Problem to work on: Rewrite the records between the line holding "Where in the photo above do you see the grassy" and the line holding "[126,153,159,191]", inclusive, swapping "cloud" for "mist" and leaving everything else unchanged.

Listed records:
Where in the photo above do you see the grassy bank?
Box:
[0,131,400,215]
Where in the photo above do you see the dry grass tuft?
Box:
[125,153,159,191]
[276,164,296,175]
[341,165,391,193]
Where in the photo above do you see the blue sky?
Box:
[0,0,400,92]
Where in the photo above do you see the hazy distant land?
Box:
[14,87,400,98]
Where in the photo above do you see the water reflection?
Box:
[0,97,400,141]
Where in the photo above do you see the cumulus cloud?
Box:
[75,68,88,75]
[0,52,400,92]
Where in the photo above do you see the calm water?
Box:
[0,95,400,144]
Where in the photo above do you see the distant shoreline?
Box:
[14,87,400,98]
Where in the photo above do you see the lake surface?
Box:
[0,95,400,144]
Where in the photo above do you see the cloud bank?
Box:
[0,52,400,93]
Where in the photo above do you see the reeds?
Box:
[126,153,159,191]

* * *

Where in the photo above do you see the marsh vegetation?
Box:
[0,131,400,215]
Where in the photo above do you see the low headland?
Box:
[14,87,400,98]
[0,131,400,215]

...

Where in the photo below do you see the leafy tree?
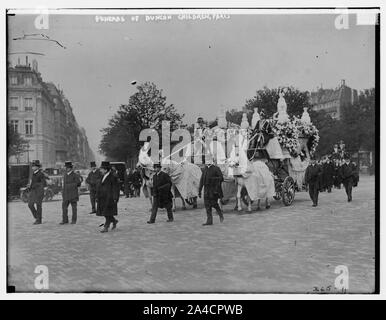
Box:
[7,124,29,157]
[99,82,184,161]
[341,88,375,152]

Written answer:
Where in the photo above do you see the grassy bank?
Box:
[0,131,400,215]
Where in the photo above do you see the dry grass tuft?
Box:
[125,153,159,191]
[276,164,296,175]
[341,165,391,193]
Where in the photo above do you see the blue sky?
Box:
[0,0,400,92]
Where in the photo above do you see the hazy distant land?
Box:
[14,87,400,98]
Where in the photo above do you see the water reflection?
Box:
[0,97,400,141]
Where in the photo above do you see the cumulus mist?
Box:
[75,68,88,75]
[0,52,400,92]
Where in the photo above do you see the calm water?
Box:
[0,95,400,144]
Where in the photo above do you see the distant shoreline?
Box:
[14,87,400,98]
Where in the photo above do you see the lake surface?
Box:
[0,95,400,144]
Where in the photo above do you see the mist bank?
Box:
[0,52,400,93]
Where in the photo above do you see the reeds?
Box:
[126,153,159,191]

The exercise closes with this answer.